Tasks to perform:
(a) In the passage on sequencing depth, which simulated dataset showed the lowest levels of heterozygosity?
(b) From the passage on sequencing depth, return the text word for word, beginning at the words "Consistent with what" and stopping after "for ancient samples.".

Consistent with what might be expected, our analysis also revealed that for any sequencing depth, simulated ancient-like diploid data that includes miscoding lesions always exhibited the highest levels of heterozygosity, while simulated modern-like haploid data showed the lowest. Notably however, in all datasets we found that heterozygosity did not reach saturation, even if sequencing depth continued to increase (Fig. 3, Table S3). For example, an increase from 100× to 110× led to a measurable increase of 0.11% to 0.32% in heterozygosity across the different datasets (Table S3). This finding underscores how higher sequencing depth continues to improve variant detection, particularly for ancient samples.

Extracted information:

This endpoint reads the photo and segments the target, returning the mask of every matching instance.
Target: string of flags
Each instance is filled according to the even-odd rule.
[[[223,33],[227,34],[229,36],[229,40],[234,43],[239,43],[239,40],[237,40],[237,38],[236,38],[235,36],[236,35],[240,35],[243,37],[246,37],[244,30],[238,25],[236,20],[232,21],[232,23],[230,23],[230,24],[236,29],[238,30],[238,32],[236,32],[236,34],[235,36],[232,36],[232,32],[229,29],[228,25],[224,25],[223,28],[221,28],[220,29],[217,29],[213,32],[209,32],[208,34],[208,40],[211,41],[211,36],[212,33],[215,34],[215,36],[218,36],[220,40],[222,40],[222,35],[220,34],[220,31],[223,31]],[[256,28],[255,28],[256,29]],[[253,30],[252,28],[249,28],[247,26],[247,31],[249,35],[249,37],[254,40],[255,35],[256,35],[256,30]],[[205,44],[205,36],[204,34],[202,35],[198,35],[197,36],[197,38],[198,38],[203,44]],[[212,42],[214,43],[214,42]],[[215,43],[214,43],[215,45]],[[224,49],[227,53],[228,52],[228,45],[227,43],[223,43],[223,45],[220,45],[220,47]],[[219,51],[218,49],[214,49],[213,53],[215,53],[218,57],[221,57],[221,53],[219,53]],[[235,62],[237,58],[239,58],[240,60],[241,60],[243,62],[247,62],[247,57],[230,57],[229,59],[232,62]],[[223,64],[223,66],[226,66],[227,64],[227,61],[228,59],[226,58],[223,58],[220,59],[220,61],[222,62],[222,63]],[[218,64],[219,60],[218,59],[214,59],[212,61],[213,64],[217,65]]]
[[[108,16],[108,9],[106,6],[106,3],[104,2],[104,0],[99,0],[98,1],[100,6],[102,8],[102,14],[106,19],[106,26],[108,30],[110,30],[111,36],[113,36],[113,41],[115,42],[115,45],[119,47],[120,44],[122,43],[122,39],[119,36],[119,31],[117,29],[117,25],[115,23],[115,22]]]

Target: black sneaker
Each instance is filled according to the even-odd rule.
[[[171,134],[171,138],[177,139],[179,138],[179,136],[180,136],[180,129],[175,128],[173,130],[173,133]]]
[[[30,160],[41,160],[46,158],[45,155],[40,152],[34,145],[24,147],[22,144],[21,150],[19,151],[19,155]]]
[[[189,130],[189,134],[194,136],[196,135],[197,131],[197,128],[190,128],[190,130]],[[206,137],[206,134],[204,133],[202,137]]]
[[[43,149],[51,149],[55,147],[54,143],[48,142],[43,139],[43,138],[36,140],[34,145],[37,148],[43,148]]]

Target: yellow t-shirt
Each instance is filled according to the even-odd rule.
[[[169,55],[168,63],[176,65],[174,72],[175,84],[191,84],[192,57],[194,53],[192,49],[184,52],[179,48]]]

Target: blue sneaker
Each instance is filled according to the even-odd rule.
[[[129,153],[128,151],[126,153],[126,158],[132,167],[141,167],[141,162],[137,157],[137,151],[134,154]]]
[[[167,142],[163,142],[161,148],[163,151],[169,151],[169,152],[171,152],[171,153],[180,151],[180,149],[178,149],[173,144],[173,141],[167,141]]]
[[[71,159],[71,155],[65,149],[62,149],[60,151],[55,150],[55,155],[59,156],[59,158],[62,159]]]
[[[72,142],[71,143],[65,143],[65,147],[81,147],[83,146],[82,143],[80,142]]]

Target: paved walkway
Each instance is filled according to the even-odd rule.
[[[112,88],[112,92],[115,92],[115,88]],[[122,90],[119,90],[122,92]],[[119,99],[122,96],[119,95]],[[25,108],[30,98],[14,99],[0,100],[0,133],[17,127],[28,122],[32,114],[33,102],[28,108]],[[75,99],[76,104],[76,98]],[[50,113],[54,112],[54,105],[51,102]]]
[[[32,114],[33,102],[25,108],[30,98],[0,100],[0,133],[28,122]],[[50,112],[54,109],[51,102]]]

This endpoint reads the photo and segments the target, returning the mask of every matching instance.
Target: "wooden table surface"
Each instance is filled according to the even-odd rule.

Results for each task:
(a) Simulated modern-like haploid data

(b)
Consistent with what might be expected, our analysis also revealed that for any sequencing depth, simulated ancient-like diploid data that includes miscoding lesions always exhibited the highest levels of heterozygosity, while simulated modern-like haploid data showed the lowest. Notably however, in all datasets we found that heterozygosity did not reach saturation, even if sequencing depth continued to increase (Fig. 3, Table S3). For example, an increase from 100× to 110× led to a measurable increase of 0.11% to 0.32% in heterozygosity across the different datasets (Table S3). This finding underscores how higher sequencing depth continues to improve variant detection, particularly for ancient samples.